──────── Supplied text
I've been playing this on a keyboard and it works pretty well. It's just a matter of personal taste, I've been playing street fighter and all on a keyboard for many years so much so that I find the controller a real pain to handle.


----------



## gameranand (Jul 22, 2013)

Zangetsu said:


> too much gore or sexiness?



Both. But later is more specially if you are fighting with a lady character which you will. 



ghouse12311 said:


> i am thinking of buying this game from FK to play online on steam but I don't have a controller and have to play on a keyboard...should I go for it?
> 
> @gameranand can you please tell how this game plays on a keyboard?



You should go for a controller of course, but if you want to play on KB then you can play as well. Just bear in mind that this game is a button masher so you might want to think about controller.


----------



## Zangetsu (Sep 13, 2013)

phew finally completed MK:Komplete

This game is truly amazing & is a tough contender to SF4 series 
Graphics is superb...Unreal Engine is excellent..all character models & details are top-notch
blood & gore level are splendid...
one good thing I found in this game is it keeps the damage received till the last round of the match 
stages are brilliantly designed with all details in background
Sound is also excellent with good bg music
Combos are easy to perform except a few,enhanced moves are nice & X-Ray move is outstanding (the name implies itself u can see the bones being broken)
Story mode is marvelous..u get a chance to play as various characters as it progresses.
along with story mode there is VS mode,Challenge Tower (mind you this one is the longest to play) which contains 300 challenges
and some fun additions such as test your sight/might/luck
Fatalities are executed very well & the return of Babality is a lot lot funnier to watch
some Fatalities are too gruesome to watch (but we all know MK is famous for blood & gore)
overall its a must play arcade fighting game
*My Rating: 8.5/10*

PS: There are 30 endings if u play the Ladder & it took me a while to get them all..also I completed the 300 Challenges only the 300th challenge took me 2 days to complete which is the toughest of any arcade game I've played till now


----------



## izzikio_rage (Sep 13, 2013)
────────────────
──────── Entries supplied
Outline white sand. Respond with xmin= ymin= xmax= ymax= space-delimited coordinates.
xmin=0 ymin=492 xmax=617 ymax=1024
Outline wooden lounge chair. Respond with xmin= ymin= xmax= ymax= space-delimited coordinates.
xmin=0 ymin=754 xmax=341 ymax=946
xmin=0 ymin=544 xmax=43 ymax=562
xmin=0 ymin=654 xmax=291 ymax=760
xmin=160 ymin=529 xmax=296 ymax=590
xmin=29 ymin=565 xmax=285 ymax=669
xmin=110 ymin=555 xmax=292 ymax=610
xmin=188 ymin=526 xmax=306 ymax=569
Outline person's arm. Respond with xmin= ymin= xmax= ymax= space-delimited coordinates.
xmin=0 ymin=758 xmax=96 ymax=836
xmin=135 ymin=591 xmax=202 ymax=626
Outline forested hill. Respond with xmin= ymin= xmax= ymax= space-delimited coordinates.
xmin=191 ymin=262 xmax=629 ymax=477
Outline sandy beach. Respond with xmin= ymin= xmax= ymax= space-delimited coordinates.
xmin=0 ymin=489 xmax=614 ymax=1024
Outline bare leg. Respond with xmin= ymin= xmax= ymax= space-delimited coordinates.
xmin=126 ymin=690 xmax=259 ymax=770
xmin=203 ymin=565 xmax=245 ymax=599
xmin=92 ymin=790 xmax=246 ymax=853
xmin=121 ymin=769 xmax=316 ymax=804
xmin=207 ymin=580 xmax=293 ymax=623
────────────────
──────── Entries supplied
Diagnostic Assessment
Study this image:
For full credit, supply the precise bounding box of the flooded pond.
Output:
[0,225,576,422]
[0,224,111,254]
────────────────
──────── Entries supplied
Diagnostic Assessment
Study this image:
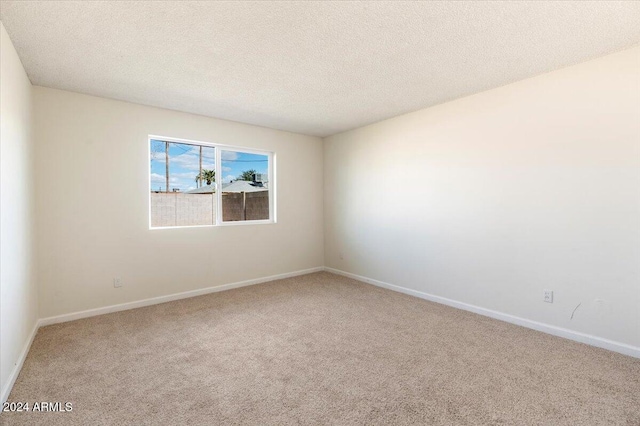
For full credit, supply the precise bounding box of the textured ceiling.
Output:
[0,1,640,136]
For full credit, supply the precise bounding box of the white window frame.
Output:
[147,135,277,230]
────────────────
**Given problem:**
Reproduce the forum thread above verbatim, from "You should go" up to and including "Zangetsu (Sep 13, 2013)".

**Written response:**
You should go for a controller of course, but if you want to play on KB then you can play as well. Just bear in mind that this game is a button masher so you might want to think about controller.


----------



## Zangetsu (Sep 13, 2013)